GIVEN REQUEST
Render into French the following sentence from the book review excerpt: "But pluralisation in biblical Hebrew was also used to emphasise excellence, or as an honorific."

SELECTED EXCERPT
= = = = =
Wallis writes in a personable and readable style, but seems unaware that many of his arguments were refuted long ago. He sees the Hebrew elohim as proof of multiple entities; El = God and –im = a plural marker. But pluralisation in biblical Hebrew was also used to emphasise excellence, or as an honorific. A little learning can be a dangerous thing, but not, as Zecharia Sitchin learned, necessarily dangerous to book sales.
Wallis’s quest takes him to Africa to learn of the creation myths of the Efik people of Nigeria; he also cites Dogon, Cherokee, Aztec and Aboriginal Australians’ origin myths, accepting them all as literal accounts of ancient contact with tall
(and invariably white) beings with advanced technology.
Interwoven throughout the book are Wallis’s own ET encounters as a young man, partiallysurfacing memories that his conscious mind had presumably suppressed due to their traumatic nature. He recalls a disturbing experience when five “things” appeared at the foot of his bed one night; he dispels these “short, grey, almost translucent figures” by invoking the name of Jesus. I would have liked more exploration of Wallis’s alien contact memories and of his subsequent conversion from conventional Christian minister to advocate of the “ancient alien” thesis, both potentially fascinating from a psychological perspective. Instead, the bulk of this book deals with familiar and debunked ideas.
= = = = =
SUPPLIED DATA
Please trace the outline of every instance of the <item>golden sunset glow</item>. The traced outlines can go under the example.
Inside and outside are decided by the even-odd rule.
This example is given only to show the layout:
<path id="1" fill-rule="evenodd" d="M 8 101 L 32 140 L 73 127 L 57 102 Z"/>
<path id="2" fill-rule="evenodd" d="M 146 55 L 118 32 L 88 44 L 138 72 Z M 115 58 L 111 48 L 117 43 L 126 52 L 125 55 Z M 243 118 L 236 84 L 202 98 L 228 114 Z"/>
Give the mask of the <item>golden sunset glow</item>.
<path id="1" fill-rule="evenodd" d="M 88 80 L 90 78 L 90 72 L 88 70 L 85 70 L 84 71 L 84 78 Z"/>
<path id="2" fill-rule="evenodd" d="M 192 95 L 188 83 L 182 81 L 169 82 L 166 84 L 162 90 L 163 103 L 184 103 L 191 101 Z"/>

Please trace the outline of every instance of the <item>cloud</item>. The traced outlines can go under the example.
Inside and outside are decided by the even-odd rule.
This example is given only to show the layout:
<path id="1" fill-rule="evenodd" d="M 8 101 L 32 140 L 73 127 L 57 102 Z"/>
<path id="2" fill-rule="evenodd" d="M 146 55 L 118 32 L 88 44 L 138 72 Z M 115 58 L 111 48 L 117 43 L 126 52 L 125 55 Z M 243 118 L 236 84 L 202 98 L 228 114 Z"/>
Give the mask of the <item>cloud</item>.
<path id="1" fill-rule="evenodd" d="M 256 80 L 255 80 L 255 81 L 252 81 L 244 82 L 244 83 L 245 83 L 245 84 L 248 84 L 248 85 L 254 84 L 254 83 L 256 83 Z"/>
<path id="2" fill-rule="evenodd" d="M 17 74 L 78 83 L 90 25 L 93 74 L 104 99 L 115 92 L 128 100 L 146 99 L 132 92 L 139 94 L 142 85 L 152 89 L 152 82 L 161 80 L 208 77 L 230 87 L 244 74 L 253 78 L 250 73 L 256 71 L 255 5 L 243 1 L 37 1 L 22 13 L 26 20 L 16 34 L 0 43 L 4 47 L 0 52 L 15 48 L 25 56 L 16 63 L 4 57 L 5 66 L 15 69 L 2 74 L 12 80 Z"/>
= = = = =
TASK ANSWER
Mais la pluralisation en hébreu biblique était aussi employée pour souligner l'excellence, ou comme marque honorifique.